**WHAT THE EXERCISE ASKS:**
Return verbatim the lines of the data from the line containing "For the audit, pick out each instance of the alloy" through the end of the data.

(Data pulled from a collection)
## start

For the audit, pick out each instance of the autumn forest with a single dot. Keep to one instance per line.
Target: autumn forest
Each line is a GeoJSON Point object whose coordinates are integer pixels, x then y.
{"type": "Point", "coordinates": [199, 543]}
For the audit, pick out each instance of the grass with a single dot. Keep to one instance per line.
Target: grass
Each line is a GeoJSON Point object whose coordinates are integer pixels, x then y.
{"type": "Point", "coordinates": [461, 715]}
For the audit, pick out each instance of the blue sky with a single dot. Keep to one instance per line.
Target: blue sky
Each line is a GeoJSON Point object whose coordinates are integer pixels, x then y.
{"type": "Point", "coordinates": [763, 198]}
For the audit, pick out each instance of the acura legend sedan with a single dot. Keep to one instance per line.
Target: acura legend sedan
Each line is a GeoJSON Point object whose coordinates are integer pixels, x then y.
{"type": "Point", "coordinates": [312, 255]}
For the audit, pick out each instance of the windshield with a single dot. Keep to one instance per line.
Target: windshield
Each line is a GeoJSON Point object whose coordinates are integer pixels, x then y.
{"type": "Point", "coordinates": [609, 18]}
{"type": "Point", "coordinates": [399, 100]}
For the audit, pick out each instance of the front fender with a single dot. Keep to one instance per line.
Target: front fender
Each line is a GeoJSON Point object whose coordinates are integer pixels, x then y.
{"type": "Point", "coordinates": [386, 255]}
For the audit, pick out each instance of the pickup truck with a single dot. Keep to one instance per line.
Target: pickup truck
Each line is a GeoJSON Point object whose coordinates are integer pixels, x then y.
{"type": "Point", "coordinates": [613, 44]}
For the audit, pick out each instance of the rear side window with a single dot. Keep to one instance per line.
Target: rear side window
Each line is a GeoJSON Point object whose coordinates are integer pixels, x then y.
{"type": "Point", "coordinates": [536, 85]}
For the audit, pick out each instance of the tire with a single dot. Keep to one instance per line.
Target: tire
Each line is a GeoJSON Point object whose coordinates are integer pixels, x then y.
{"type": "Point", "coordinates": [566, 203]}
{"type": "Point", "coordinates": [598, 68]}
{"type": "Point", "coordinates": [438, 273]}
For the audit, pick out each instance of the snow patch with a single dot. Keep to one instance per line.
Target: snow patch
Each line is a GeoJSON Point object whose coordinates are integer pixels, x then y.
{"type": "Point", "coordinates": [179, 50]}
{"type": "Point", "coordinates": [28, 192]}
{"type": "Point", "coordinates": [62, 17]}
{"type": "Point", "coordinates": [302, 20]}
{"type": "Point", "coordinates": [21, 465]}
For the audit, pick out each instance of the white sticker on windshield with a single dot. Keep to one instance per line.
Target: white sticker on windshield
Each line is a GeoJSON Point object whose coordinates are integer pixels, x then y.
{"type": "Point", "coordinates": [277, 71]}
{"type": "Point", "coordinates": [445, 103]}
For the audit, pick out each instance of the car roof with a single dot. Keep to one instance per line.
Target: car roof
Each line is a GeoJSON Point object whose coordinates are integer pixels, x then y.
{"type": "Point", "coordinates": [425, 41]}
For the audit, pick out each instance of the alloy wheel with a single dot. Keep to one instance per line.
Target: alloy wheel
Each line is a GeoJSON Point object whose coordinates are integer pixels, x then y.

## end

**CORRECT OUTPUT:**
For the audit, pick out each instance of the alloy wheel with a single dot. Keep to one instance per line.
Target: alloy wheel
Each line is a GeoJSON Point object whose coordinates are integer pixels, x then y.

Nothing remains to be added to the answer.